• [Exercise 1]: In the nintedanib article, how many patients did the researchers enroll in the trial?
• [Exercise 2]: Copy the stretch of the nintedanib article from "Nintedanib extends progression-free" through "and biological therapies.".

Article

Colorectal Cancer Drug Improves Progression-Free Survival, But Not Overall Survival

Nintedanib extends progression-free survival in metastatic colorectal cancer, but failed to extend overall survival.

In a phase 3 trial, nintedanib improved progression-free survival in metastatic colorectal cancer patients, but did not improve overall survival.

The LUME-colon 1 study was the first phase 3 trial of nintedanib in patients suffering from metastatic colorectal cancer who are refractory to all available treatments, including chemotherapy and biological therapies.

Colorectal cancer is a frequent disease and a large proportion of patients have metastases,” said lead study author Eric Van Cutsem. “Many patients progress to several different lines of treatment and then stop responding. There is a need to find new therapies for this big group of patients.”

For the trial, researchers enrolled 768 patients randomized 1:1 to receive nintedanib or placebo, and all patients received best supportive care. To be eligible for the study, participants had to be in good general condition, defined as performance status 0 and 1, and have a good organ function.

• [Available data]:
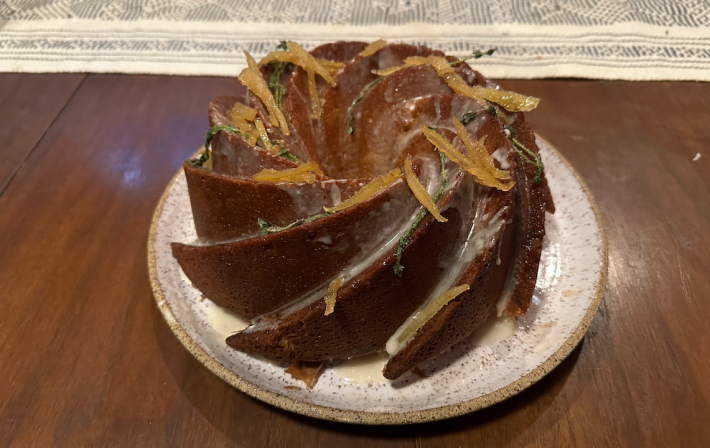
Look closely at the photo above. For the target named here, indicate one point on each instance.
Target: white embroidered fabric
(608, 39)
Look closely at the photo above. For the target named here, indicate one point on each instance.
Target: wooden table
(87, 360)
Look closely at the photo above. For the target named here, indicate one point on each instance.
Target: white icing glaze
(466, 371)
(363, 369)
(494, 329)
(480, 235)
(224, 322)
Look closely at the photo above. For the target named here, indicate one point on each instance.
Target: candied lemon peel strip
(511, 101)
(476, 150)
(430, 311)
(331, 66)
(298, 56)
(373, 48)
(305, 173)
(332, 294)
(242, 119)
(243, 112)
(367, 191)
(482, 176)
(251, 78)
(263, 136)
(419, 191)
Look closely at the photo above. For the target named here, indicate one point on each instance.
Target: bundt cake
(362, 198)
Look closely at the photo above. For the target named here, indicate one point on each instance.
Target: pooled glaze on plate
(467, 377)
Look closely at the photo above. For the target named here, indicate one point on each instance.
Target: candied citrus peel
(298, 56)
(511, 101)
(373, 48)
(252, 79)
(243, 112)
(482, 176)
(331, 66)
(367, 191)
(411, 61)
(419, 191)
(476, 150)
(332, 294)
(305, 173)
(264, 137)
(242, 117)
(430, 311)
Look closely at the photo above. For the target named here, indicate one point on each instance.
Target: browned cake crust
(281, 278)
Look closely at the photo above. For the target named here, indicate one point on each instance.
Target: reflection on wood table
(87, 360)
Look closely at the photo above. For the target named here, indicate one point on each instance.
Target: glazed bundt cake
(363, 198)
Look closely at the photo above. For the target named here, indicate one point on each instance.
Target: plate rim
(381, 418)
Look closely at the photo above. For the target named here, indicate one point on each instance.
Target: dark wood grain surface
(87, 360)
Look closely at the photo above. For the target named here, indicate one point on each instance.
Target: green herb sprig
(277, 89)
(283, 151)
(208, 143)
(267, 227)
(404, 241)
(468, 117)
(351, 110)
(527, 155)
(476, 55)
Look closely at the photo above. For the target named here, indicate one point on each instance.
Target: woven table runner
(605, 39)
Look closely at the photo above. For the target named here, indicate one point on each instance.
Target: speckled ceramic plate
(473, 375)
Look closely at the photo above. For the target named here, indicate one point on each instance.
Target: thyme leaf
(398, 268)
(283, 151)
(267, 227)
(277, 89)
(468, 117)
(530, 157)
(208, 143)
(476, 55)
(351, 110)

--

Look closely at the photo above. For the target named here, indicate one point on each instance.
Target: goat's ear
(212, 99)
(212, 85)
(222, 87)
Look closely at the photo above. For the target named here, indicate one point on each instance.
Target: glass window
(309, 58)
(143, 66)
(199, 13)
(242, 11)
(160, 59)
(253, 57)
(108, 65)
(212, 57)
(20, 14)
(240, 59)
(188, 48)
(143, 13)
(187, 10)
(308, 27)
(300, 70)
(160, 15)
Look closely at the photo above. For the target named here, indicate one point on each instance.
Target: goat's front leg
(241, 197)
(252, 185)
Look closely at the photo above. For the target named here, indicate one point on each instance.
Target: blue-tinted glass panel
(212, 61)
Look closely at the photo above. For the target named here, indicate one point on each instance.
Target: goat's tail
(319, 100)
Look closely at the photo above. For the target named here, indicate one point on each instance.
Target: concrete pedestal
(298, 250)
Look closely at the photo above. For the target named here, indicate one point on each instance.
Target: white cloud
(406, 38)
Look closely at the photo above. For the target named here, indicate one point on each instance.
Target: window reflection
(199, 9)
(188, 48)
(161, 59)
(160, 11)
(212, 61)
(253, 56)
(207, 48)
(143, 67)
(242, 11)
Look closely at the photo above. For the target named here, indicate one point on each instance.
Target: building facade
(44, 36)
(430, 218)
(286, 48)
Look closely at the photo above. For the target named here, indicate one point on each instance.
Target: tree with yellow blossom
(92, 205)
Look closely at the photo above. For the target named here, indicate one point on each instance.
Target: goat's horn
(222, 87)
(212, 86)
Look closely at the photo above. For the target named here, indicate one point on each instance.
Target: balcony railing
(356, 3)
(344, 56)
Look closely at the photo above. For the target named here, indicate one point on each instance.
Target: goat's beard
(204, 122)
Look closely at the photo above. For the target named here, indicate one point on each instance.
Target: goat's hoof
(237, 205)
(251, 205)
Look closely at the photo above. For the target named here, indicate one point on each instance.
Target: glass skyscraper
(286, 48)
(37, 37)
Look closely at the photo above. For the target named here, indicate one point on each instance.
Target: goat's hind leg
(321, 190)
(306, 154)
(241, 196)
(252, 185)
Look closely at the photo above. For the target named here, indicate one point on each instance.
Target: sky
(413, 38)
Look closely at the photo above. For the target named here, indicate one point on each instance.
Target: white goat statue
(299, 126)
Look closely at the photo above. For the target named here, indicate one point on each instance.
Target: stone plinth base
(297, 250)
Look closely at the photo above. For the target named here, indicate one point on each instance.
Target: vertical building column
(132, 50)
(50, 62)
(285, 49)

• [Exercise solution 1]: 768 patients

• [Exercise solution 2]:
Nintedanib extends progression-free survival in metastatic colorectal cancer, but failed to extend overall survival.

In a phase 3 trial, nintedanib improved progression-free survival in metastatic colorectal cancer patients, but did not improve overall survival.

The LUME-colon 1 study was the first phase 3 trial of nintedanib in patients suffering from metastatic colorectal cancer who are refractory to all available treatments, including chemotherapy and biological therapies.